(SOURCE MATERIAL)

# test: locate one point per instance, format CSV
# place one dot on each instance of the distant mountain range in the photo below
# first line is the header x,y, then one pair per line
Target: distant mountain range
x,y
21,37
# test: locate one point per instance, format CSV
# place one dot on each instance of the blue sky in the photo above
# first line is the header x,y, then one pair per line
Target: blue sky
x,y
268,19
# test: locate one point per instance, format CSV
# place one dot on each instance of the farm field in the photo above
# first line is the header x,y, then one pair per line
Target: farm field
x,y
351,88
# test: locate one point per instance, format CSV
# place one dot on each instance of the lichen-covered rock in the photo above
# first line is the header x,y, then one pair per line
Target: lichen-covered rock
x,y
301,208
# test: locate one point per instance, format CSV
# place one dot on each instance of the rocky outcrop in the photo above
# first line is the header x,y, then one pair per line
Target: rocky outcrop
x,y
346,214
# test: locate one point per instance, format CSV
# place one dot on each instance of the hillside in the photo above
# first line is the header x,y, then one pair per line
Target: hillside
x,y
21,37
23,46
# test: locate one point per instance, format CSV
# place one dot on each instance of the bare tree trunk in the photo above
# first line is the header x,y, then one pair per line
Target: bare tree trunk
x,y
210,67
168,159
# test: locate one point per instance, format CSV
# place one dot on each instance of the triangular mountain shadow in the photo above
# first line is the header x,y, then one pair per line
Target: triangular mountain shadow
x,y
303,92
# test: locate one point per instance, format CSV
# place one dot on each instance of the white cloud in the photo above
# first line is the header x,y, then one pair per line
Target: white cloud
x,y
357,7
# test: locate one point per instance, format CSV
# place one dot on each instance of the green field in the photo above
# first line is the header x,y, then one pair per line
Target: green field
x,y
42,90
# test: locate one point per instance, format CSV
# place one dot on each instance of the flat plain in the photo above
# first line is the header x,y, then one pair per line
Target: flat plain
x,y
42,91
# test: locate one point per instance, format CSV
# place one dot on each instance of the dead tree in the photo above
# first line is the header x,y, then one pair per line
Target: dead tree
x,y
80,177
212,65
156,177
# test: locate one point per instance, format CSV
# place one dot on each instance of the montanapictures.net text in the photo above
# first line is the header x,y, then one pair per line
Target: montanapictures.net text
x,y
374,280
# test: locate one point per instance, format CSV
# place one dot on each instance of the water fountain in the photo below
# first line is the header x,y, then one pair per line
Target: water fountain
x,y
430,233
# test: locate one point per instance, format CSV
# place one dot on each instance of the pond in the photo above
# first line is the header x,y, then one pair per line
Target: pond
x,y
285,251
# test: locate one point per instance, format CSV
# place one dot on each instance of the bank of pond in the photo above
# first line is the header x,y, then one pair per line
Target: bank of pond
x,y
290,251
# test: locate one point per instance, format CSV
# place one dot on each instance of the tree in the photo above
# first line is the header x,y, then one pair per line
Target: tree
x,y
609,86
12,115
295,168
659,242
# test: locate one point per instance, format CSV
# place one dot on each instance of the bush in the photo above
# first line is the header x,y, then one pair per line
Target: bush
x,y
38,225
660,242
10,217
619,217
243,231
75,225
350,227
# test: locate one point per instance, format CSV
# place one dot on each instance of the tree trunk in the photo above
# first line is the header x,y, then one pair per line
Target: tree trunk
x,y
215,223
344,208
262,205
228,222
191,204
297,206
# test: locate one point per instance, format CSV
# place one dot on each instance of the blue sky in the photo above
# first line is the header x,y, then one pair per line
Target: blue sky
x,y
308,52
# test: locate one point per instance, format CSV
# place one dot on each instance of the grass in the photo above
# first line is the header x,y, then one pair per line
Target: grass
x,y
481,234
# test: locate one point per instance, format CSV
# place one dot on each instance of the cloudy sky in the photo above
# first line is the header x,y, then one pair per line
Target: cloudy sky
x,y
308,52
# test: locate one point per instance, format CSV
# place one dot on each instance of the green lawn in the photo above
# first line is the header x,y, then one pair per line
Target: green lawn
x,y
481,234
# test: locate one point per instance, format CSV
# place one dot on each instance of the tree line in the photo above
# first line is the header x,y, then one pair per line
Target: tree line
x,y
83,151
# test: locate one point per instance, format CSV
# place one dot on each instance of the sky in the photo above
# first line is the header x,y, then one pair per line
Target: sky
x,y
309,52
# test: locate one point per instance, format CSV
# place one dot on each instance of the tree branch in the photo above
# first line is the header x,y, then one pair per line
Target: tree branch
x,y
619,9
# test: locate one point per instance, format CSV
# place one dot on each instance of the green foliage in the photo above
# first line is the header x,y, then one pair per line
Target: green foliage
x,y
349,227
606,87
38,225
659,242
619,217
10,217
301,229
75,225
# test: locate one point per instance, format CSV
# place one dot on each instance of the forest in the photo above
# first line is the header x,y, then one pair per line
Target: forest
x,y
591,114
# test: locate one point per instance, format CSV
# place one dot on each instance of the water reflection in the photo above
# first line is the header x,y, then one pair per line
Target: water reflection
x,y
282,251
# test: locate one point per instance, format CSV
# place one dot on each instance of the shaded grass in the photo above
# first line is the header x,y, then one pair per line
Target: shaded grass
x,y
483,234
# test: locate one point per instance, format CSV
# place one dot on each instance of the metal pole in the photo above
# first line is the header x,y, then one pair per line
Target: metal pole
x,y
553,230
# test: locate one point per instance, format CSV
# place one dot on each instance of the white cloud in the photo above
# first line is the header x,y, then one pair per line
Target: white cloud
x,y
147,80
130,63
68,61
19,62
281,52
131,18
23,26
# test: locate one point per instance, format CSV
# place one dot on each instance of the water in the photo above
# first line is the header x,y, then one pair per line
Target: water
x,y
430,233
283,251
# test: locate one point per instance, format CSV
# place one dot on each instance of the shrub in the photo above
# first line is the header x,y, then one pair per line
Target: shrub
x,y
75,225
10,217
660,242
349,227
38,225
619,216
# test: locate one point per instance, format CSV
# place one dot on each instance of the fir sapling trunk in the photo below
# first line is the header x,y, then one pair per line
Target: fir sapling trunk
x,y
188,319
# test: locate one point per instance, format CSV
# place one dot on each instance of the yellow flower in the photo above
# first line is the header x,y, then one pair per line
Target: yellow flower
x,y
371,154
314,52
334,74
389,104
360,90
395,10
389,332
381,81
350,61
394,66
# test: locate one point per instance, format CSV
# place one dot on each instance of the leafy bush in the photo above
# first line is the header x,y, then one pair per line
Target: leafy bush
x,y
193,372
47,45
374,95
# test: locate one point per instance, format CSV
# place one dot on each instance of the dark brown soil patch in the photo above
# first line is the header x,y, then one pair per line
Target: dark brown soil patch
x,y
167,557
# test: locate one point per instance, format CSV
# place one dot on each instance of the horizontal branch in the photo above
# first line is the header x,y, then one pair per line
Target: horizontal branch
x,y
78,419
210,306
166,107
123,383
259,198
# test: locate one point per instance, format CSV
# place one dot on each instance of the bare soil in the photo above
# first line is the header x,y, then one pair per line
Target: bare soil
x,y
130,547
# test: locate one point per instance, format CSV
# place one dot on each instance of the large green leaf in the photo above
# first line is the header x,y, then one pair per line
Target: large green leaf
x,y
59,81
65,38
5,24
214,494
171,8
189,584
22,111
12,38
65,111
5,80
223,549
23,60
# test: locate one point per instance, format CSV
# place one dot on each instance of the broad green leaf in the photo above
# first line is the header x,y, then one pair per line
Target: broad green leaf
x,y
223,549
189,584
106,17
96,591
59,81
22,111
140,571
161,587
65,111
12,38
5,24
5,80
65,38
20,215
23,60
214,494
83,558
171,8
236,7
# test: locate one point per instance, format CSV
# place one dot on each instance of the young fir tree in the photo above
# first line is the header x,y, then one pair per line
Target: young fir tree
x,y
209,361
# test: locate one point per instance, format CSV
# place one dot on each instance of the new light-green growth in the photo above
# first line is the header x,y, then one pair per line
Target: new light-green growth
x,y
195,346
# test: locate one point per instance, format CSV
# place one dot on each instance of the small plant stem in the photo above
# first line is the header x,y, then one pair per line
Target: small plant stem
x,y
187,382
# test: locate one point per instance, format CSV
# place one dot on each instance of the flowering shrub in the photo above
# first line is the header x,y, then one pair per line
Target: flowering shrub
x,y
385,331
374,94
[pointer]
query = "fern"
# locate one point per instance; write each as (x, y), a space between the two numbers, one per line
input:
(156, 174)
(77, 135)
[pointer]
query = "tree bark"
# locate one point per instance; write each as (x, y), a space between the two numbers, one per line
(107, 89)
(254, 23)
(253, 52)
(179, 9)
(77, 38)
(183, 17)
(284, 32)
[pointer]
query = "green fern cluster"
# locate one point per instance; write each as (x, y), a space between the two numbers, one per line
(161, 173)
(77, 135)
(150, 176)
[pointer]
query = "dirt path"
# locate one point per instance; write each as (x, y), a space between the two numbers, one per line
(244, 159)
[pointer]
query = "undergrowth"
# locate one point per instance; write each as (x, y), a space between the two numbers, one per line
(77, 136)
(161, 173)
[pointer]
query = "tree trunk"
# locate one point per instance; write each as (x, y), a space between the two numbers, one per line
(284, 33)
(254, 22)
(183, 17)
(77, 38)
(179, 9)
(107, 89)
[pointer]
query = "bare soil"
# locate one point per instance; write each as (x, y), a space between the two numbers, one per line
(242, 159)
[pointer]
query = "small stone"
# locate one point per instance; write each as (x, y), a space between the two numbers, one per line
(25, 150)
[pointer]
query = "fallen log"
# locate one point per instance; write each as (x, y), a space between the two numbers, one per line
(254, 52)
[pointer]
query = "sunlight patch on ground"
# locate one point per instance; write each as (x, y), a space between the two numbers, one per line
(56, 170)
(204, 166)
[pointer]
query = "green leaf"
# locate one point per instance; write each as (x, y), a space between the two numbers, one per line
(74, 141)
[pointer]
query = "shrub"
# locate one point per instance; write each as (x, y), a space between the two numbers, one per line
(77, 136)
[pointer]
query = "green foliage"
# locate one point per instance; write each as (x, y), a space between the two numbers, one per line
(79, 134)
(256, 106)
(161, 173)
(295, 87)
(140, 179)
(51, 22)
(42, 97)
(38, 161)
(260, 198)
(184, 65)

(End SOURCE MATERIAL)

* [ABOUT THIS EXERCISE] In your answer, include only the lines above starting at the line that holds "Target: large green leaf" and ending at the line that holds "# place one dot on each instance of the broad", copied exactly.

* [YOUR SOLUTION]
Target: large green leaf
x,y
59,81
65,38
5,24
214,494
171,8
189,584
22,111
12,38
65,111
5,80
223,549
23,60
# test: locate one point per instance, format CSV
# place one dot on each instance of the broad green leaf in the photo above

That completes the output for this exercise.